Goal:
Render these lines as a numbered list, leaving out any blank lines.

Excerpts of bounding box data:

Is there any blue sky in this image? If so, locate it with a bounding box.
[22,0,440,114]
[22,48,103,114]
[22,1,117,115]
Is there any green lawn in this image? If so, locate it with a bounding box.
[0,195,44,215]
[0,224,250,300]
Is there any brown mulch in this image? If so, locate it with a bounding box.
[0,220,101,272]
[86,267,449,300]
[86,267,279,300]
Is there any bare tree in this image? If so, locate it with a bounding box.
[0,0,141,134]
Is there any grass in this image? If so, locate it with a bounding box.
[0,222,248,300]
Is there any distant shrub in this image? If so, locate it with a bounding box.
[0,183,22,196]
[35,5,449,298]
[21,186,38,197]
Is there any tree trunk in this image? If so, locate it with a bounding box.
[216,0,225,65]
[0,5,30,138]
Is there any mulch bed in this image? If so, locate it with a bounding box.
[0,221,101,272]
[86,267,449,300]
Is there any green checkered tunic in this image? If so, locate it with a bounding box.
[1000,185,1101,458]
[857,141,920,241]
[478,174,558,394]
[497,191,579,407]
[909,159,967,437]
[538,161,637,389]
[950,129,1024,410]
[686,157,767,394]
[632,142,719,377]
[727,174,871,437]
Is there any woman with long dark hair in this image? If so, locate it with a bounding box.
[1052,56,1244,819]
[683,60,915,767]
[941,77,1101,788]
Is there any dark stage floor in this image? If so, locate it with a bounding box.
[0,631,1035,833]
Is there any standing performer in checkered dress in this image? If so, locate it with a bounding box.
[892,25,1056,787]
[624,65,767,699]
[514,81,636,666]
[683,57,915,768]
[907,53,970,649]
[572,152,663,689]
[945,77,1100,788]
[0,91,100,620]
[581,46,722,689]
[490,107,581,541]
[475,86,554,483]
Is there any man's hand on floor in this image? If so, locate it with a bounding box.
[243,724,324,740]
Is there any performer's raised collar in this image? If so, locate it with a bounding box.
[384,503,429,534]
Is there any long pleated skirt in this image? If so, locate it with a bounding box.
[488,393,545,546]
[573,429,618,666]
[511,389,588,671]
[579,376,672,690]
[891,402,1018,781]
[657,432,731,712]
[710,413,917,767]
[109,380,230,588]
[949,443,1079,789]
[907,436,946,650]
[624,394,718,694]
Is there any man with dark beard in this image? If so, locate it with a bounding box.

Task answer:
1. Is there any blue sky in this image? If so, locate it with a bounding box.
2. [22,0,440,114]
3. [22,48,103,114]
4. [22,1,117,115]
5. Is there any green lawn in this image? If so, locate it with a bounding box.
6. [0,195,44,215]
7. [0,224,250,300]
8. Is there any brown mulch in this image? If so, locate it with a bounding box.
9. [0,220,101,272]
10. [86,267,449,300]
11. [86,267,279,300]
12. Is there any bare tree in this image? If so, locate it with a bounding box.
13. [0,0,141,134]
14. Is there any grass in this image? If so, locate it with a bounding box.
15. [0,222,248,300]
16. Is there any distant shrub in this image? If so, locate it with a bounding box.
17. [0,183,22,196]
18. [35,5,449,298]
19. [21,186,38,197]
20. Is there any tree trunk in this image? If so, locate it with a bounding box.
21. [216,0,225,65]
22. [0,5,30,138]
23. Is there any mulch bed in this image? If so, locate it with a bounding box.
24. [0,221,101,272]
25. [86,267,449,300]
26. Is there any green checkered tunic in this image? If so, locate it with a bounding box.
27. [1000,185,1101,458]
28. [857,141,920,241]
29. [478,174,558,394]
30. [497,191,579,407]
31. [909,159,967,437]
32. [538,161,637,389]
33. [950,129,1024,410]
34. [686,157,767,394]
35. [632,142,719,377]
36. [727,174,871,437]
37. Is there any woman with long dark hair in this image? If so, locate it with a bounding box.
38. [1052,56,1244,819]
39. [683,60,915,767]
40. [941,77,1101,788]
41. Is there any dark stage floor in this image? If so, locate it with a bounding box.
42. [0,631,1035,833]
43. Is there any standing performer in checkered dress in this image? If so, locate it with a bounding box.
44. [892,25,1056,787]
45. [624,65,767,699]
46. [514,81,636,666]
47. [683,57,915,768]
48. [907,53,970,649]
49. [572,152,663,689]
50. [945,77,1100,788]
51. [0,91,100,620]
52. [581,46,722,689]
53. [490,107,581,541]
54. [475,86,554,483]
55. Is there any man's hand on floor in this image? If so, locate it with a bounding box.
56. [243,724,324,740]
57. Is there any performer's raised collar in this image? If so, locate it with a bounding box.
58. [384,503,429,534]
59. Is there any long pleated skirt in this image? If so, locate it with a bounding box.
60. [488,393,545,546]
61. [573,429,618,666]
62. [511,389,588,671]
63. [579,376,672,690]
64. [891,402,1018,781]
65. [657,432,731,712]
66. [710,413,917,767]
67. [109,380,230,588]
68. [949,443,1079,789]
69. [907,436,946,650]
70. [624,394,718,694]
71. Is there any man with dark beard in this image? If so, locate it with a bounding box.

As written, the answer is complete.